• _Exercise passage_
#####
Posted on Categories Discover Magazine
What a slug.
That line could be used as an insult for, say, a member of a sports team not expending enough effort. After all, the notoriously slow-moving mollusks are not exactly known for their hustle. But for a scientific team who found a remarkable creature, literally beyond the depths of where conventional slugs dwell, the line becomes quite a compliment.
When Monterey Bay Aquarium Research Institute (MBARI) researchers sent a remotely operated submersible down 8,576 feet down off the coast of Northern California, they were on a general “fishing expedition,” looking for nothing in particular. But they found something special — a slug-like creature “wearing” a hood it uses to capture prey; sporting glowing, see-through skin revealing colorful internal organs; and walking with an appendage that resembled a snail’s foot.
That strange combination of gastropod and mollusk features elicited a nickname: the ‘’Mystery Mollusc.” Over 20 years since that initial siting, the MBARI team has encountered the creature over 185 times, and analyzed with multiple techniques. Their detailed description of the curious creature is available in a report in Deep Sea Research Part I.
Many aspects about the creature triggered both surprise and confusion. “Initially we had no idea what the hell it was,” says Bruce Robison, MBARI senior researcher who led the study.
There were many reasons for that confusion. First, its closest relatives by appearance — soft-bodied marine gastropods called nudibranchs — generally live in much shallower water. Second, there’s the matter of its unusual appearance.
#####
• _Data excerpts_

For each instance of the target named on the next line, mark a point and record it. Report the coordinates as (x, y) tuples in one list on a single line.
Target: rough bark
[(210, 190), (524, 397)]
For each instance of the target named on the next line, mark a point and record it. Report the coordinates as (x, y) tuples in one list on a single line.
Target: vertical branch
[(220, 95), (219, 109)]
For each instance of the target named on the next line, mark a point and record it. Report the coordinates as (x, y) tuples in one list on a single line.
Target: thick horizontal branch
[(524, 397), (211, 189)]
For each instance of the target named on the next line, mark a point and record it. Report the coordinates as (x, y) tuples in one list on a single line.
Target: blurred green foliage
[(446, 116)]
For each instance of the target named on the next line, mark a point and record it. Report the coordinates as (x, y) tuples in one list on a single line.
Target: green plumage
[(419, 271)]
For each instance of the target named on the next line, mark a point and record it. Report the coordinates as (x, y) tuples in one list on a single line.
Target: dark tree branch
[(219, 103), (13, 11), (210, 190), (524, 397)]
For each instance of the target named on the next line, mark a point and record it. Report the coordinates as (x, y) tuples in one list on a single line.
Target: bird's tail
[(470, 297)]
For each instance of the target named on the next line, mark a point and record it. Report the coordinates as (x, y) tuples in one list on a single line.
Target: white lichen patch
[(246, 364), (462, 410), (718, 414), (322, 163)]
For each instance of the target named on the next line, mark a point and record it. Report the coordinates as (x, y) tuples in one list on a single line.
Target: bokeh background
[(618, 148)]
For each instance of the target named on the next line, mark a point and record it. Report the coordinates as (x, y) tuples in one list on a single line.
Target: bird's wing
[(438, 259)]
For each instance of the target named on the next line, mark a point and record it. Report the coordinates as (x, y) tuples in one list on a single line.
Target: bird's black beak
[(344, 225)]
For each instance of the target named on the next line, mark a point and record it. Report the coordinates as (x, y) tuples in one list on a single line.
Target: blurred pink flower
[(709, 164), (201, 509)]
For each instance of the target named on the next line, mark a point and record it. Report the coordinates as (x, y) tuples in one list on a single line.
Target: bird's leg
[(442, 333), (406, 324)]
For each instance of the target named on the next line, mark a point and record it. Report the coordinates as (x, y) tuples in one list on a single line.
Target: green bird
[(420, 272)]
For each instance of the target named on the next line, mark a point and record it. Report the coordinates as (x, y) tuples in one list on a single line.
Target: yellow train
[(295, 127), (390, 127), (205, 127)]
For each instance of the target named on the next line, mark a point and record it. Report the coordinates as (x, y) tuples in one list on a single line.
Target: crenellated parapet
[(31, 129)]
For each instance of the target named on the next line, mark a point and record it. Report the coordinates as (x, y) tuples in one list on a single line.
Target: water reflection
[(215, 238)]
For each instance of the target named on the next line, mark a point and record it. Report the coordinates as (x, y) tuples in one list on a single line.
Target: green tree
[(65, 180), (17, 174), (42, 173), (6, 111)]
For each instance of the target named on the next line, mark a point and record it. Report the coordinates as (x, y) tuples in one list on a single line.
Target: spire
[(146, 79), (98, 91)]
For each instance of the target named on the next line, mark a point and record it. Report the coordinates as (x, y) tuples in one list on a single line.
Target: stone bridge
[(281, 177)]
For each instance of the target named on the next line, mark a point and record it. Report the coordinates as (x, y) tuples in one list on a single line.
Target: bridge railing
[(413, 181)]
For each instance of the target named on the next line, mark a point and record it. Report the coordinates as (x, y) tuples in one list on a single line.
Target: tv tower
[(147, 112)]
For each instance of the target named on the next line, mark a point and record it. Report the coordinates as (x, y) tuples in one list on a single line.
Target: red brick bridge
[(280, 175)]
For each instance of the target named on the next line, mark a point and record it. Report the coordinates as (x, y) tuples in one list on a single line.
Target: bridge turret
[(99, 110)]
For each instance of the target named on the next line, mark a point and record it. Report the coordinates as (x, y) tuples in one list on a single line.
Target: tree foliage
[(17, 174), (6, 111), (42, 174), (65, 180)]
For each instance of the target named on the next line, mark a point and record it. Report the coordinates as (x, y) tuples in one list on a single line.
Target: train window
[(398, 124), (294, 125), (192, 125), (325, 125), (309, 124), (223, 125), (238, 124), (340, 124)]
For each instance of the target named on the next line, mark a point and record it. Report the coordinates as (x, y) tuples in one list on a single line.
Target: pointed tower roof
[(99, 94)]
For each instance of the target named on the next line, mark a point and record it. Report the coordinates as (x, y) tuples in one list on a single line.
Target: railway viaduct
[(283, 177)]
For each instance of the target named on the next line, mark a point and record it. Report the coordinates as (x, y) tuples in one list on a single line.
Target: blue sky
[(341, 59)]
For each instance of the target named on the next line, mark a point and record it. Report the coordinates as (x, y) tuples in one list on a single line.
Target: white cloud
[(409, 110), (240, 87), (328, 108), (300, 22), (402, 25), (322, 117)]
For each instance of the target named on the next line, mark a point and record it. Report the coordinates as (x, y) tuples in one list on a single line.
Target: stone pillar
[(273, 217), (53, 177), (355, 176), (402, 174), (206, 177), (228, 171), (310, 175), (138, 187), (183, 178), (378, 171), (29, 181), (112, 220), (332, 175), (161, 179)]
#####
• _Exercises_
- 1) According to the Mystery Mollusc article, how many times has the MBARI team encountered the creature?
- 2) Reproduce the part of the Mystery Mollusc article between "When Monterey Bay" and "a snail’s foot.", inclusive.

• _Results by task_
- 1) Over 185 times.

- 2)
When Monterey Bay Aquarium Research Institute (MBARI) researchers sent a remotely operated submersible down 8,576 feet down off the coast of Northern California, they were on a general “fishing expedition,” looking for nothing in particular. But they found something special — a slug-like creature “wearing” a hood it uses to capture prey; sporting glowing, see-through skin revealing colorful internal organs; and walking with an appendage that resembled a snail’s foot.